> _AIM OF THE EXERCISE_: Swap "one pin each" for "one marker each" throughout the data below and rewrite the lines with nothing else changed.

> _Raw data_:
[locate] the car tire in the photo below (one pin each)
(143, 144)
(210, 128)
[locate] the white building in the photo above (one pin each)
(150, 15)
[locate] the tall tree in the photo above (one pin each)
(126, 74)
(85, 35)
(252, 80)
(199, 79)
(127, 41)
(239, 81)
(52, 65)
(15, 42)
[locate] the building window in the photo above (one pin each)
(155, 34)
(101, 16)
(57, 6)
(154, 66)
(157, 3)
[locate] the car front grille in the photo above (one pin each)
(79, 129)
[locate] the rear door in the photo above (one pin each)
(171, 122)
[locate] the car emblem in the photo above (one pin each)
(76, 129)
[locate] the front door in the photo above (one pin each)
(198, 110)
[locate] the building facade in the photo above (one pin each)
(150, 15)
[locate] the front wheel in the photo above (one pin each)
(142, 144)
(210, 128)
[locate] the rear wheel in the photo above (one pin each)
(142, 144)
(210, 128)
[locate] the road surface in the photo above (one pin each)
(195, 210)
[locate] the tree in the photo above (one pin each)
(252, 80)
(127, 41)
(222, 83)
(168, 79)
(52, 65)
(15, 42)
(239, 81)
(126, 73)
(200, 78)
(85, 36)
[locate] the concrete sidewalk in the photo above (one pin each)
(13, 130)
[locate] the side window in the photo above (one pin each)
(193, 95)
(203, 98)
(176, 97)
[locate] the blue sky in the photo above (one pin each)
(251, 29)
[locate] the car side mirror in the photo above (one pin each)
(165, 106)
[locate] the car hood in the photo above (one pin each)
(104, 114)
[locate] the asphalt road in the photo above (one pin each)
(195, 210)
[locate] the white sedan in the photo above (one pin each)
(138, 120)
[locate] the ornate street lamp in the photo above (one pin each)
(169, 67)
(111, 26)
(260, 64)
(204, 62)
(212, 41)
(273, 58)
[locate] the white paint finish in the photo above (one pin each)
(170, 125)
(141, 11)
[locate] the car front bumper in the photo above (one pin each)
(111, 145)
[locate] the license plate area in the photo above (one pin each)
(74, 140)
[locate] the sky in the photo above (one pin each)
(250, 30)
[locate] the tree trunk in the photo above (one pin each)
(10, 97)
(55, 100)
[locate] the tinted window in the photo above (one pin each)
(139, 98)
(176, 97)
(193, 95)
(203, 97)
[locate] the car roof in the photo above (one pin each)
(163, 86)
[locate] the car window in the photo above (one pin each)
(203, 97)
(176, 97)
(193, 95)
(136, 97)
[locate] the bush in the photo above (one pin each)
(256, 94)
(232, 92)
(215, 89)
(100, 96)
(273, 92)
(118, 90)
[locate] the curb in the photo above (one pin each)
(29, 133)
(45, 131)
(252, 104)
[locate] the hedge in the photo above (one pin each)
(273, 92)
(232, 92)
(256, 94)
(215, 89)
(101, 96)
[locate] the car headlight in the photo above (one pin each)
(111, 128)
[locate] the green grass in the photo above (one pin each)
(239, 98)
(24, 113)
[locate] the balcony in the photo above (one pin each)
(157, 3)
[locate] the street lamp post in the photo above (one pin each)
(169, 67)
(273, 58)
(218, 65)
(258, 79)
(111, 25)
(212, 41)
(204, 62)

> _EXERCISE OUTPUT_:
[locate] the car tire in the photo below (one marker each)
(143, 144)
(210, 128)
[locate] the white building in the photo above (one marker each)
(150, 15)
[locate] the tall tree in the photo above (one marker each)
(126, 74)
(85, 35)
(252, 80)
(199, 79)
(127, 41)
(239, 81)
(52, 65)
(15, 42)
[locate] the building window in the photo above (one marker each)
(155, 34)
(101, 16)
(57, 6)
(154, 66)
(157, 3)
[locate] the car front grille in the photo above (one marker each)
(79, 129)
[locate] the rear door in the photo above (one marker each)
(171, 122)
[locate] the car emblem in the photo above (one marker each)
(76, 129)
[locate] the front door in the photo above (one marker each)
(198, 110)
[locate] the building facade in the photo above (one marker each)
(150, 15)
[locate] the front wheel in the photo above (one marker each)
(142, 144)
(210, 128)
[locate] the rear wheel in the photo above (one marker each)
(142, 144)
(210, 128)
[locate] the road surface in the photo above (one marker each)
(195, 210)
[locate] the tree in the photo above (one marker each)
(252, 80)
(127, 41)
(222, 83)
(168, 79)
(52, 65)
(15, 42)
(239, 81)
(126, 73)
(200, 78)
(85, 36)
[locate] the concrete sidewalk in the photo above (one marker each)
(13, 130)
[locate] the side window in the photo above (one marker each)
(193, 95)
(203, 98)
(176, 97)
[locate] the blue sky in the photo above (one marker each)
(251, 29)
[locate] the car side mirror in the photo above (one marker each)
(165, 106)
[locate] the car hood in the photo above (one marker each)
(104, 114)
[locate] the asphalt road in the photo above (one marker each)
(195, 210)
[locate] the white sedan in the photo above (one marker each)
(138, 120)
[locate] the ornate street lamp in the photo above (one marker each)
(169, 67)
(111, 26)
(260, 64)
(204, 62)
(212, 41)
(273, 58)
[locate] the white paint finish in the photo above (one marker each)
(170, 125)
(141, 11)
[locate] the car front bumper in the photo above (one marker each)
(111, 145)
[locate] the license plate area in the photo above (one marker each)
(74, 140)
[locate] the sky in the photo above (one marker each)
(250, 30)
[locate] the tree trunk in the photo above (one marker each)
(10, 97)
(55, 100)
[locate] the tinted window in the photo above (one marker each)
(139, 98)
(176, 97)
(193, 95)
(203, 97)
[locate] the car roof in the photo above (one marker each)
(163, 86)
[locate] the car window in the photo above (one marker each)
(203, 97)
(176, 97)
(193, 95)
(136, 97)
[locate] the bush in the photo above (one marker each)
(256, 94)
(232, 92)
(215, 89)
(100, 96)
(273, 92)
(118, 90)
[locate] the curb in the photo above (one marker each)
(29, 133)
(45, 131)
(252, 104)
[locate] the hedge in the photo above (one marker each)
(273, 92)
(232, 92)
(256, 94)
(215, 89)
(101, 96)
[locate] the car headlight in the photo above (one marker each)
(111, 128)
[locate] the green grass in the photo above (one marker each)
(239, 98)
(24, 113)
[locate] the balcony in the photo above (one marker each)
(157, 3)
[locate] the street lamp post in the photo above (one marker each)
(169, 67)
(273, 58)
(218, 65)
(258, 79)
(111, 25)
(212, 41)
(204, 62)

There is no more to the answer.